# Provided text
··········
I stumbled across this site run by the Women’s Health and Education Center which is associated with the UN. And I really really dig it.
Some choice quotes:
“The use of techniques and medications to provide pain relief in obstetrics requires an expert understanding of their effects to ensure the safety of both mother and fetus. Positive attitudes and the need for good medical care should be stressed.”
Positive attitudes? That’s code for YE SHALL DELIVER RELIEF ON DEMAND TO A LABOURING WOMAN AND THOU SHALL NOT JUDGE HER OR CONDEMN HER TO PAIN BECAUSE OF YOUR OWN PERSONAL IDEOLOGY. It’s really sad that in this day and age we have to spell this out…it is really sad that women suffer worldwide in terms of their health because of their gender.
“Maternal mortality relating to anesthesia has reduced 10-fold since the 1950s, largely due to an enhanced appreciation of special maternal risk with anesthesia.”
Anesthesia as a whole has gotten a lot better (safer) since the 1950s. There have been advances in monitoring, technique and in the availability of drugs with better safety profiles. We now provide pain relief in labour and anesthetics for surgical and instrumental delivery with an enviable safety record. Far from the Ina May’s of the world who believe, and like to proselytize, the idea that modern interventions are increasing the maternal mortality rate, physicians have been working diligently to increase the safety and efficacy of their interventions.
I am proud of my colleagues and my specialty. Deaths due to anesthesia are down. By 10x…even though the proportion of women receiving epidurals has increased..even though the global C/S rate today is greater than it was in the 1950s and all those women need an anesthetic. Check out this paper from 2011 in Obstetrics and Gynecology if you are interested. The maternal death rate due to anesthesia from 1991-2002 was 1 per million live births…an improvement of 60% compared to the ten years previous.
I recently read a great anesthesia memoir, Laughing and Crying about Anesthesia, by Dr. Zeitlin. During his career, anesthesia went through tremendous changes and he was able to witness its transformation from inauspicious beginnings into the safe and highly respected specialty it is today. He makes the point that since anesthesia in and of itself isn’t life-saving or – prolonging the way surgery is, patient harm (death and other damage) is unacceptable. I completely agree…and so do my colleagues who will continue to strive to reduce these maternal mortality numbers even further.
··········
# Dataset excerpts
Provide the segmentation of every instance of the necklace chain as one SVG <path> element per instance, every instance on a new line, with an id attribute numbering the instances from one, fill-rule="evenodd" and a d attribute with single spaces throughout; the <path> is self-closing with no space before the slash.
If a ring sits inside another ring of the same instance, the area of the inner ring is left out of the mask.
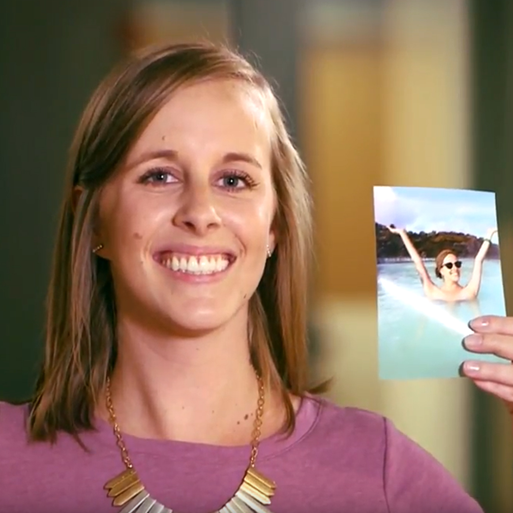
<path id="1" fill-rule="evenodd" d="M 255 413 L 255 420 L 253 423 L 253 431 L 251 433 L 251 450 L 249 457 L 249 466 L 254 468 L 258 455 L 258 446 L 262 436 L 262 417 L 264 415 L 264 405 L 265 403 L 265 390 L 264 387 L 264 382 L 260 376 L 256 374 L 256 380 L 258 383 L 258 401 L 256 403 L 256 410 Z M 107 378 L 107 386 L 106 387 L 106 401 L 107 409 L 109 412 L 110 422 L 114 429 L 114 434 L 116 437 L 116 445 L 121 451 L 121 458 L 123 463 L 127 469 L 133 468 L 133 464 L 130 459 L 130 455 L 125 441 L 123 440 L 120 429 L 119 424 L 116 419 L 116 414 L 114 410 L 114 405 L 112 404 L 112 397 L 110 390 L 110 379 Z"/>

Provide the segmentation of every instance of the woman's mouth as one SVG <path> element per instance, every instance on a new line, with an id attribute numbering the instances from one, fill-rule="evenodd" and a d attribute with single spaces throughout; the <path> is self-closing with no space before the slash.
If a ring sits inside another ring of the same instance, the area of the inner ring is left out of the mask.
<path id="1" fill-rule="evenodd" d="M 159 253 L 155 260 L 163 267 L 188 274 L 214 274 L 222 272 L 235 261 L 235 257 L 224 253 L 188 255 L 171 252 Z"/>

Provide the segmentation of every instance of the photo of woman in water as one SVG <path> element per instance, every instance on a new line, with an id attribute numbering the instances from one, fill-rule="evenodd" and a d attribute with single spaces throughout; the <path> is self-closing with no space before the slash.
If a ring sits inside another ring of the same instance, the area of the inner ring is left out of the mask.
<path id="1" fill-rule="evenodd" d="M 462 261 L 458 260 L 456 252 L 452 249 L 441 251 L 435 259 L 435 273 L 442 280 L 439 286 L 431 279 L 424 261 L 413 245 L 406 230 L 396 228 L 393 225 L 387 227 L 392 233 L 400 235 L 405 247 L 415 264 L 420 277 L 424 293 L 428 299 L 442 301 L 471 301 L 477 298 L 481 287 L 483 274 L 483 262 L 491 243 L 491 238 L 497 232 L 497 228 L 490 228 L 479 251 L 474 259 L 473 268 L 470 280 L 466 285 L 460 283 Z"/>

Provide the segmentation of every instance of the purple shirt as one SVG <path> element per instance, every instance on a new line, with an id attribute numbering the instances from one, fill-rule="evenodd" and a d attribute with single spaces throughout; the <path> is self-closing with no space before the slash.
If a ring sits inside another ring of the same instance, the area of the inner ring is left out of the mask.
<path id="1" fill-rule="evenodd" d="M 109 513 L 105 483 L 124 467 L 110 426 L 57 443 L 26 441 L 27 409 L 0 403 L 0 512 Z M 150 495 L 181 513 L 216 511 L 240 484 L 248 447 L 124 435 Z M 308 398 L 289 438 L 263 440 L 256 468 L 273 480 L 272 513 L 480 513 L 431 456 L 383 417 Z"/>

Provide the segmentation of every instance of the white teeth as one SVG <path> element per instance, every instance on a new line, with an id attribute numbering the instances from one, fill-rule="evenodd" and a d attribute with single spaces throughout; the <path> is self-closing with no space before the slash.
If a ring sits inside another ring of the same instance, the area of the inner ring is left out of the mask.
<path id="1" fill-rule="evenodd" d="M 194 274 L 210 274 L 221 272 L 229 265 L 228 260 L 222 255 L 202 255 L 200 257 L 190 256 L 188 258 L 173 255 L 164 259 L 162 263 L 168 269 L 173 271 Z"/>
<path id="2" fill-rule="evenodd" d="M 180 268 L 180 261 L 176 256 L 173 256 L 171 261 L 171 268 L 173 271 L 177 271 Z"/>
<path id="3" fill-rule="evenodd" d="M 180 259 L 180 270 L 186 271 L 187 270 L 187 260 L 184 256 Z"/>

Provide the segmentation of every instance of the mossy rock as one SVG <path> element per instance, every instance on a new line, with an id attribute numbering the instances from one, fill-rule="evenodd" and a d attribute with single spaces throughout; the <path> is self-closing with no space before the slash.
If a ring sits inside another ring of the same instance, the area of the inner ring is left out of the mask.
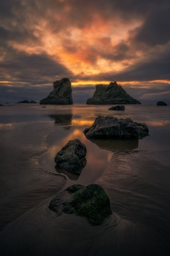
<path id="1" fill-rule="evenodd" d="M 75 174 L 80 175 L 84 167 L 87 149 L 80 140 L 70 140 L 58 152 L 54 159 L 58 167 Z"/>
<path id="2" fill-rule="evenodd" d="M 70 186 L 51 201 L 49 208 L 56 213 L 60 208 L 65 213 L 84 217 L 92 226 L 101 225 L 112 214 L 109 198 L 98 184 Z"/>

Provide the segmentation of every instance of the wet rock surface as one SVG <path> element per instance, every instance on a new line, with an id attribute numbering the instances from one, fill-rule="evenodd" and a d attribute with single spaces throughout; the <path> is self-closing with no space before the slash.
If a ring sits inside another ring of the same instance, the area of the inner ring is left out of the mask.
<path id="1" fill-rule="evenodd" d="M 141 103 L 129 95 L 116 82 L 112 82 L 109 85 L 97 85 L 93 97 L 87 99 L 86 104 L 141 104 Z"/>
<path id="2" fill-rule="evenodd" d="M 158 101 L 157 103 L 157 106 L 167 106 L 167 104 L 164 102 L 163 101 Z"/>
<path id="3" fill-rule="evenodd" d="M 73 104 L 71 83 L 69 78 L 53 82 L 53 90 L 39 104 L 70 105 Z"/>
<path id="4" fill-rule="evenodd" d="M 141 138 L 148 135 L 148 127 L 144 123 L 134 122 L 131 118 L 118 119 L 112 116 L 98 116 L 93 125 L 83 131 L 87 138 Z"/>
<path id="5" fill-rule="evenodd" d="M 83 160 L 87 150 L 80 140 L 70 140 L 58 152 L 54 159 L 58 167 L 75 174 L 80 175 L 84 168 Z"/>
<path id="6" fill-rule="evenodd" d="M 109 198 L 98 184 L 70 186 L 53 198 L 49 208 L 58 214 L 64 212 L 84 217 L 92 226 L 101 224 L 112 214 Z"/>
<path id="7" fill-rule="evenodd" d="M 117 105 L 116 106 L 113 106 L 108 108 L 108 110 L 124 110 L 124 105 Z"/>

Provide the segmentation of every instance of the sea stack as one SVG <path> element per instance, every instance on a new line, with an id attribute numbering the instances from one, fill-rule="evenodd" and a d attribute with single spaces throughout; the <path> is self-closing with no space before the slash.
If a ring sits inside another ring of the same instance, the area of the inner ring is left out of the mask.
··········
# Apply what you read
A) Rewrite the post on obstetric anesthesia, starting with "I am proud of" and going on through "ten years previous.", and substitute "peers" for "colleagues".
B) According to the post on obstetric anesthesia, what was the maternal death rate due to anesthesia from 1991 to 2002?

# Completed exercise
A)
I am proud of my peers and my specialty. Deaths due to anesthesia are down. By 10x…even though the proportion of women receiving epidurals has increased..even though the global C/S rate today is greater than it was in the 1950s and all those women need an anesthetic. Check out this paper from 2011 in Obstetrics and Gynecology if you are interested. The maternal death rate due to anesthesia from 1991-2002 was 1 per million live births…an improvement of 60% compared to the ten years previous.

B) 1 per million live births